▶ [About this task]: Go through the records and copy each line where the word "shirt" occurs.
(Exercise materials Opens)
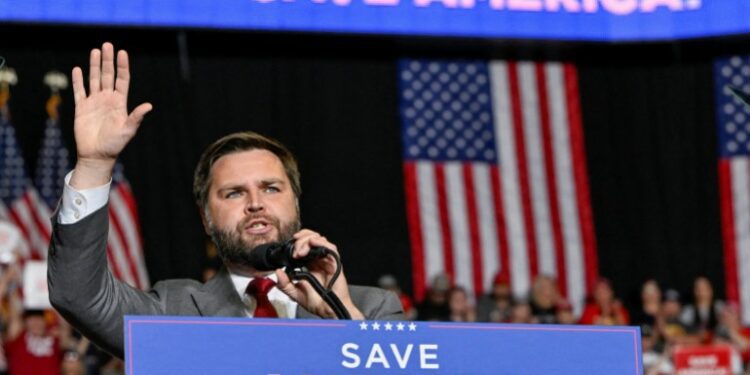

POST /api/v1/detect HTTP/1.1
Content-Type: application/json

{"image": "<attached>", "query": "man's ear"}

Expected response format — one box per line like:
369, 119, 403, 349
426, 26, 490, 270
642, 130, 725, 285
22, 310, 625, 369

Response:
199, 206, 210, 235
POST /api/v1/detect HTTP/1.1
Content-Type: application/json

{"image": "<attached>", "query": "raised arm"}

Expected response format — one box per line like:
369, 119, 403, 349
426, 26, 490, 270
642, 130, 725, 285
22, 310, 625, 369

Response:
49, 43, 160, 358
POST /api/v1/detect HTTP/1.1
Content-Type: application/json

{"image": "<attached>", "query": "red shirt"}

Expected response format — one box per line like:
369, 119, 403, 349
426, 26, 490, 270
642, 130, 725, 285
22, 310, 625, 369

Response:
4, 331, 61, 375
578, 303, 630, 325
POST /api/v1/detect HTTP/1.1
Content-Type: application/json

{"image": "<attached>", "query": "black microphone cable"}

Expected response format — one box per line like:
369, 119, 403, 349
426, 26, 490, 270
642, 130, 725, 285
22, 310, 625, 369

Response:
281, 242, 351, 320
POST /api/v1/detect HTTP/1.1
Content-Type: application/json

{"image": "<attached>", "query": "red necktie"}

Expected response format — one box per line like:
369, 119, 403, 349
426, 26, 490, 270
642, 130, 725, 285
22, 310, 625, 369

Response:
246, 277, 278, 318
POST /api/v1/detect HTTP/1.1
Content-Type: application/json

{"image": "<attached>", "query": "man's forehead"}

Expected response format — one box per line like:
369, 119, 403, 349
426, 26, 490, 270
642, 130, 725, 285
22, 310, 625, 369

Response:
213, 149, 284, 170
210, 149, 289, 184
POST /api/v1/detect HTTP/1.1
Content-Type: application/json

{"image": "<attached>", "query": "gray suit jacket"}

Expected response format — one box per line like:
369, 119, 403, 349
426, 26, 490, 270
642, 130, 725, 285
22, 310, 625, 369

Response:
48, 205, 404, 358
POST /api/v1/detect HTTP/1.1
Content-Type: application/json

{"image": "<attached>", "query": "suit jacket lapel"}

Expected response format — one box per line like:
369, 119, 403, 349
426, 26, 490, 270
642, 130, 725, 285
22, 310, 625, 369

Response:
192, 267, 325, 320
191, 268, 247, 317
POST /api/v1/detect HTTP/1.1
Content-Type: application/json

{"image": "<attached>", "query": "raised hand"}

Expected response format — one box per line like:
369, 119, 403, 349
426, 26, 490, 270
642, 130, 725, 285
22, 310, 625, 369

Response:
69, 42, 152, 189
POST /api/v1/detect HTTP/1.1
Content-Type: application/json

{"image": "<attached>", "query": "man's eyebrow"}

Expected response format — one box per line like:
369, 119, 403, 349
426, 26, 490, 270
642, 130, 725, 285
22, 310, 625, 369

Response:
216, 184, 245, 193
260, 178, 286, 185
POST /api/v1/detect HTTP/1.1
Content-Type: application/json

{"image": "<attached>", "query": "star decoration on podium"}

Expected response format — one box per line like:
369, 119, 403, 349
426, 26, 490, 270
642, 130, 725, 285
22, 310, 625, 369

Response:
357, 321, 416, 332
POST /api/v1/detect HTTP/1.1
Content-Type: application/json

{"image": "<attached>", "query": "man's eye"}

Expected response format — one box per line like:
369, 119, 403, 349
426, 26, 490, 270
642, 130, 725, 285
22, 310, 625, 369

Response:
225, 191, 241, 198
264, 186, 280, 193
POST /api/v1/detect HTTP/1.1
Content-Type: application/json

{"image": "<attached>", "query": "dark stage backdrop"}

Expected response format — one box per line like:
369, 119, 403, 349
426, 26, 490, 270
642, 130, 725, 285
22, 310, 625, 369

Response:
4, 25, 750, 311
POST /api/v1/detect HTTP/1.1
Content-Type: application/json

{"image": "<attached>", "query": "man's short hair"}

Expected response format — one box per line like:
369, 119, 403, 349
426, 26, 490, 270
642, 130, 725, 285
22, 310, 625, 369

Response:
193, 131, 301, 210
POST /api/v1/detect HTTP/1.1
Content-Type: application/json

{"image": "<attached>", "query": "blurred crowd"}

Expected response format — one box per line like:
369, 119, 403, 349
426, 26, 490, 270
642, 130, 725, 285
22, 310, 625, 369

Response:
378, 272, 750, 375
0, 265, 123, 375
2, 256, 747, 374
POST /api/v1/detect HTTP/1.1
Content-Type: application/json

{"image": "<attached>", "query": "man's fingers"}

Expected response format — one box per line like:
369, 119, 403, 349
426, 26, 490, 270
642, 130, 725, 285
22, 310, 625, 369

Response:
71, 67, 86, 105
275, 269, 292, 289
127, 102, 153, 129
100, 42, 115, 91
88, 48, 101, 93
115, 50, 130, 97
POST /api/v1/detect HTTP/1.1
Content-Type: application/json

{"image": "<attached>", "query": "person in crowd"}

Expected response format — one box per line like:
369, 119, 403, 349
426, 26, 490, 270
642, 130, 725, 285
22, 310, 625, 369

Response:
378, 274, 416, 320
4, 306, 63, 375
416, 273, 451, 321
60, 350, 85, 375
555, 299, 576, 325
631, 279, 663, 340
529, 275, 560, 324
509, 299, 536, 324
447, 286, 476, 322
476, 272, 514, 323
714, 301, 750, 369
681, 276, 724, 340
578, 278, 629, 326
658, 288, 699, 346
47, 42, 404, 359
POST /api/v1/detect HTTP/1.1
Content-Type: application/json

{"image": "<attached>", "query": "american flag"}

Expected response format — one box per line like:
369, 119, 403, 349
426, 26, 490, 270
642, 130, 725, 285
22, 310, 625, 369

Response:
33, 94, 149, 289
716, 55, 750, 325
0, 103, 52, 260
106, 163, 149, 289
399, 60, 598, 314
34, 96, 70, 209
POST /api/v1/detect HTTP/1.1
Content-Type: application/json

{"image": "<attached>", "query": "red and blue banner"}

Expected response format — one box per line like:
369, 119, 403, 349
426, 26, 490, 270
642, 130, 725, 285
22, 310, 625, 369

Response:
0, 0, 748, 41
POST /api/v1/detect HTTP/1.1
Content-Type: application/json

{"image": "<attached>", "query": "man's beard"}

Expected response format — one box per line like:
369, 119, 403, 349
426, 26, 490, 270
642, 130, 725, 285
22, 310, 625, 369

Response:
208, 214, 301, 269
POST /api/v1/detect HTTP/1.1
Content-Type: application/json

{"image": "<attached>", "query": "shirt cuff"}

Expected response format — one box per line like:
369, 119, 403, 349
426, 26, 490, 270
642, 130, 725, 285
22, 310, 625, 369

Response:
58, 171, 112, 224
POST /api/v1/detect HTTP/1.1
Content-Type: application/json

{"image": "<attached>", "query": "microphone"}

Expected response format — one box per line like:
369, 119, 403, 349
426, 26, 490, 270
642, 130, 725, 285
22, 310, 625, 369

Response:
248, 241, 330, 271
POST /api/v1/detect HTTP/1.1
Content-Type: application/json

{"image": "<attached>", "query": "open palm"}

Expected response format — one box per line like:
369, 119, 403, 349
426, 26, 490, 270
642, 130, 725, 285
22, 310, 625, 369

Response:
71, 43, 151, 176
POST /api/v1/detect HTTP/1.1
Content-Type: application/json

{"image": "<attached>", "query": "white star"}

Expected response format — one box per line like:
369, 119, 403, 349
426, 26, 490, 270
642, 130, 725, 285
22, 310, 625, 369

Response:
359, 322, 368, 330
385, 322, 393, 331
372, 322, 381, 331
397, 323, 405, 331
408, 323, 417, 331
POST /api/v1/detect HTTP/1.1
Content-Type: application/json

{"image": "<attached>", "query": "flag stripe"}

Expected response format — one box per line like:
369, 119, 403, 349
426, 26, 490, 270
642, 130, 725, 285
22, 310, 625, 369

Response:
111, 186, 149, 288
417, 162, 444, 286
118, 182, 146, 246
445, 163, 473, 295
733, 158, 750, 323
564, 63, 599, 293
474, 164, 500, 292
520, 62, 556, 278
492, 61, 531, 298
403, 162, 427, 300
0, 204, 31, 258
509, 62, 540, 281
108, 239, 134, 286
23, 191, 51, 258
742, 159, 750, 324
109, 205, 141, 289
462, 164, 485, 295
547, 62, 586, 313
720, 160, 740, 309
490, 166, 511, 283
7, 205, 36, 258
434, 164, 456, 279
537, 63, 568, 296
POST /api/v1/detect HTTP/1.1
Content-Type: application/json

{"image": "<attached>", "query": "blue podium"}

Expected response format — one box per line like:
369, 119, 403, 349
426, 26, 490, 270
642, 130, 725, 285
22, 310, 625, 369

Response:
125, 316, 643, 374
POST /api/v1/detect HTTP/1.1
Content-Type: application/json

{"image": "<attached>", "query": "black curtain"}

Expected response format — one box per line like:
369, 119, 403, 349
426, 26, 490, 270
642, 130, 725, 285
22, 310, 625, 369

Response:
5, 24, 750, 310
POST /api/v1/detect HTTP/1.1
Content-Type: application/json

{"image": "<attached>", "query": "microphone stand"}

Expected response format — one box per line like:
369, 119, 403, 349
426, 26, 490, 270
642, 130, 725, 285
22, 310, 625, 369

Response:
285, 250, 351, 320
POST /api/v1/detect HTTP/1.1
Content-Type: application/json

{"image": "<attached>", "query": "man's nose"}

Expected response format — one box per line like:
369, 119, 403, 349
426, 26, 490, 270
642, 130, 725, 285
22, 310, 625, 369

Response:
245, 191, 264, 213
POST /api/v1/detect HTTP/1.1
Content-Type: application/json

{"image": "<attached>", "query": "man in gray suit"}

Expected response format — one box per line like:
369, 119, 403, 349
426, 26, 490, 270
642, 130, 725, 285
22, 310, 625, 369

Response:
47, 42, 404, 359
(Exercise materials Closes)
▶ [Written response]:
{"image": "<attached>", "query": "red shirt"}
{"image": "<attached>", "query": "shirt cuff"}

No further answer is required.